TESTO DI STUDIO:
═══

Aveva 86 anni. Il sassofonista camerunense è stato una delle prime star musicali africane del mondo influenzando generazioni intere di musicisti africani e internazionali
Il coronavirus si è portato via uno dei grandi padri della musica africana moderna, il sassofonista e compositore camerunese Manu Dibango. Lo hanno annunciato questa mattina i suoi familiari: “Cari parenti, cari amici, cari fan, una voce si alza da lontano, è con profonda tristezza che vi annunciamo la scomparsa di Manu Dibango, il nostro Papy Groove, avvenuta il 24 marzo all’età di 86 anni, a causa del covid19“. Il celeberrimo musicista africano era stato ricoverato la scorsa settimana in un ospedale parigino dopo essere stato trovato positivo al test per il coronavirus.
Emmanuel N’Djoké Dibango era nato il a Douala, in Camerun, il 12 dicembre del 1933, e aveva manifestato fin da giovanissimo un grande interesse per la musica. Quindicenne viene spedito a studiare in Francia e lì inizia a suonare con molti altri artisti africani e francesi, venendo in contatto con il jazz e più in generale con i ritmi e le armonie della musica occidentale. Ma è la musica del suo continente ad affascinarlo di più, la studia, la suona, cercando di metterla in sintonia con tutto quello che ascolta in Europa. Negli anni Sessanta, nel pieno del movimento africano per l’indipendenza, entra a far parte degli African Jazz, e inizia a sviluppare un proprio stile, nel quale si mescolano jazz, soul, musica del Congo e dello Zaire, collabora con moltissimi musicisti e incide innumerevoli album.

═══

DOMANDE DI STUDIO:
1 – Secondo il testo su Manu Dibango, quali generi musicali si mescolano nello stile che sviluppa negli anni Sessanta? Elencali tutti.
2 – Prosegui il testo su Manu Dibango a partire dal punto in cui si interrompe.

I DATI:
═══

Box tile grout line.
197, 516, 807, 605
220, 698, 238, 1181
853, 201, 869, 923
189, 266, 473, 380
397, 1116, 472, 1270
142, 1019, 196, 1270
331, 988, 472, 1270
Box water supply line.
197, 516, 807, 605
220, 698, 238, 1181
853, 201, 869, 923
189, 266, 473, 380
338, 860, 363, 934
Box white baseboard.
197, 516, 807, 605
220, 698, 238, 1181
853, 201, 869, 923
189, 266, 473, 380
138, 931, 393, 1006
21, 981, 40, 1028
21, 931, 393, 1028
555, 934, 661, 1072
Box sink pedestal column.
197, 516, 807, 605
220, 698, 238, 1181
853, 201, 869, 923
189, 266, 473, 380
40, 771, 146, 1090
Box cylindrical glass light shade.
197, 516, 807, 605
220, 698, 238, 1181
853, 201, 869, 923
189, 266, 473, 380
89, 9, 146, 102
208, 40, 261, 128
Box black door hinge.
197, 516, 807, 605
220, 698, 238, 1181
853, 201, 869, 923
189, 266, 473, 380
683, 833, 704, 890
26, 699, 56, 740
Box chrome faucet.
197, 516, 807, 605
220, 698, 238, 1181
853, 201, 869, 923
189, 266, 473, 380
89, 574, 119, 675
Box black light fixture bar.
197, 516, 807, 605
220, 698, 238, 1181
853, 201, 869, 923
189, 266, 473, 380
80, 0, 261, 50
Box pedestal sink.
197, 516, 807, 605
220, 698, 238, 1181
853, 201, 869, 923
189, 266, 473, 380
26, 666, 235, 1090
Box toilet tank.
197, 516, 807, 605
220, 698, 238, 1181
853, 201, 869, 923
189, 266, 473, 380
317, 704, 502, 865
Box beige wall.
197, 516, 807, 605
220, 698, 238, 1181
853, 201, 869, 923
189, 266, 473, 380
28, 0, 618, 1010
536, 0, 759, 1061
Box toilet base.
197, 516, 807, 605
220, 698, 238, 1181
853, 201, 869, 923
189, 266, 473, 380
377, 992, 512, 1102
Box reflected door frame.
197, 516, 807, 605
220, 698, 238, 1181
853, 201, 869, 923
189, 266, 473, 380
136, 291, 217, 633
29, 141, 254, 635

═══

RISULTATI DEGLI ESERCIZI:
1 – Jazz, soul, musica del Congo, musica dello Zaire.

2 –
È a Kinshasa, la capitale del Congo, che le sue idee germogliano dando vita nel 1972 a un brano, Soul Makossa, che entra nella storia della musica, non solo per l’originalità della formula, dance, soul, funk e afro, ma anche per essere il primo brano in lingua francese ad arrivare ai vertici delle classifiche americane. Dibango diventa una delle prime star musicali africane del mondo, stabilisce collegamenti con musicisti di estrazioni e culture diverse, costruisce ponti ideali tra continenti e linguaggi, collabora con tantissimi artisti e band di tutto il mondo, Fania All Stars, Fela Kuti, Herbie Hancock, Eliades Ochoa, Bill Laswell, Bernie Worrell, Ladysmith Black Mambazo, King Sunny Adé, Don Cherry, Sly and Robbie, anche con i nostri Enzo Avitabile e Jovanotti.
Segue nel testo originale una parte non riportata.